» Extrait du texte
Emakimono et manga, une longue histoire
Le manga se situe aux croisées
d'influences orientales et occidentales. Il s'est autant nourri des arts
graphiques et narratifs traditionnels japonais que de l'art occidental, à
travers la caricature européenne et la bande dessinée américaine très tôt
importée dans l'archipel. Voyons ici comment la peinture sur rouleaux, première
forme d'art graphique et narratif japonais, a pu exercer son influence sur le
manga.
L'emakimono
L'emakimono désigne
littéralement un "rouleau peint", en papier ou en soie. Il apparaît
vers le VIIIe siècle et reprend tout
d'abord les œuvres chinoises dont il s'inspire. Il s’affranchit ensuite de
cette influence et connaît un véritable âge d'or au Japon, aux 12e et 13e siècles.
La taille d'un rouleau varie : sa hauteur est d'environ 30 cm et sa longueur
peut dépasser les 30 mètres.
L'emakimono est un genre narratif. Il raconte une histoire ou une succession d'anecdotes, mêlant textes calligraphiés
et images. Les artistes y décrivent
des actions en continu, jouant sur la succession des plans pour organiser les
récits : tantôt fluides et dynamiques, tantôt lents et contemplatifs. Dans les emakimono
inspirés de la littérature, le texte occupe deux tiers de l'espace tandis que
d'autres œuvres privilégient l'image, parfois jusqu'à expulser le texte.
Les emakimonos sont
destinés à la lecture dans un cadre intime et non à l’exposition publique. Ils
s'adressent à une élite de lettrés
(l'aristocratie et le haut clergé). Les récits
sont lus progressivement de droite à gauche,
selon le sens d'écriture du japonais. Le lecteur déroule le rouleau de
la main gauche et l'enroule au fur et à mesure avec la main droite. De cette façon, seule une partie de l’histoire est à
découvert (environ 60 centimètres). Le lecteur qui déroule l'emakimono à son
propre rythme a aussi toute liberté pour progresser dans le récit. Une fois sa
lecture terminée, le lecteur doit ré-enrouler l’ensemble dans son sens de
lecture original.
Du fait de sa
diversité narrative, de son traitement de l'espace et du temps et de certains de ses codes graphiques, l'emakimono est considéré par de nombreux critiques d'art comme le plus lointain ancêtre du manga et du cinéma d’animation.

» Contenu des données
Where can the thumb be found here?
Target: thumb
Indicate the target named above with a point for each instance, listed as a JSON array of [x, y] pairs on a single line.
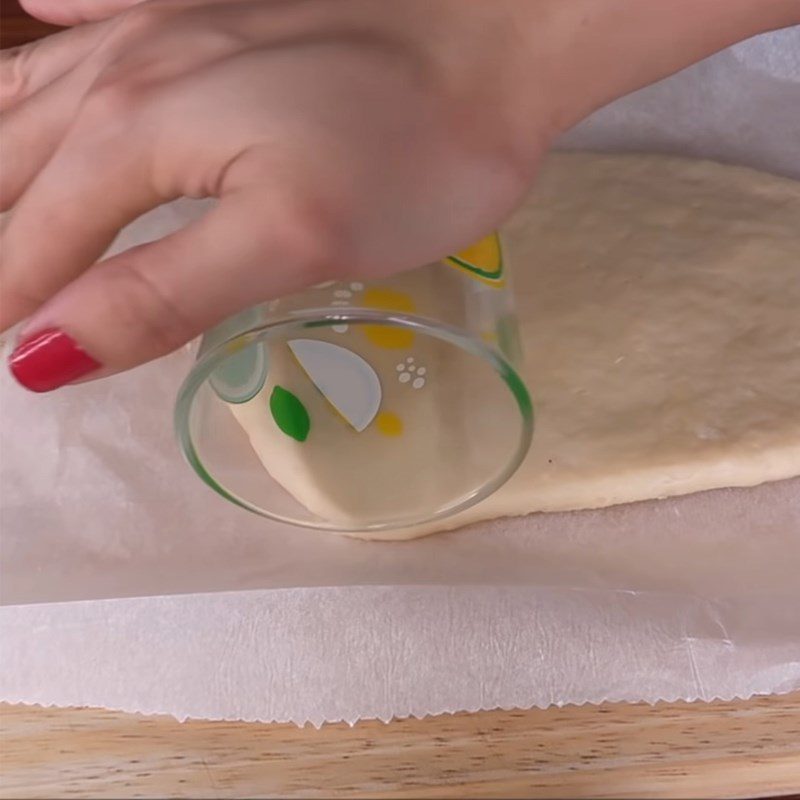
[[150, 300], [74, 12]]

» Travail à faire
1) Répondez à ces questions sur le texte consacré à l'emakimono.
(a) Vers quel siècle l'emakimono apparaît-il ?
(b) Quelle part de l'espace le texte occupe-t-il dans les emakimono inspirés de la littérature ?
(c) De quelle main le lecteur déroule-t-il le rouleau ?
2) Recopiez le passage du texte sur l'emakimono qui va de « Les emakimonos sont » à « lecture original. ».
Les données n'ont aucun lien avec le texte.

» Réponses par exercice
1)
(a) Vers le VIIIe siècle.
(b) Deux tiers de l'espace.
(c) De la main gauche.

2)
Les emakimonos sont
destinés à la lecture dans un cadre intime et non à l’exposition publique. Ils
s'adressent à une élite de lettrés
(l'aristocratie et le haut clergé). Les récits
sont lus progressivement de droite à gauche,
selon le sens d'écriture du japonais. Le lecteur déroule le rouleau de
la main gauche et l'enroule au fur et à mesure avec la main droite. De cette façon, seule une partie de l’histoire est à
découvert (environ 60 centimètres). Le lecteur qui déroule l'emakimono à son
propre rythme a aussi toute liberté pour progresser dans le récit. Une fois sa
lecture terminée, le lecteur doit ré-enrouler l’ensemble dans son sens de
lecture original.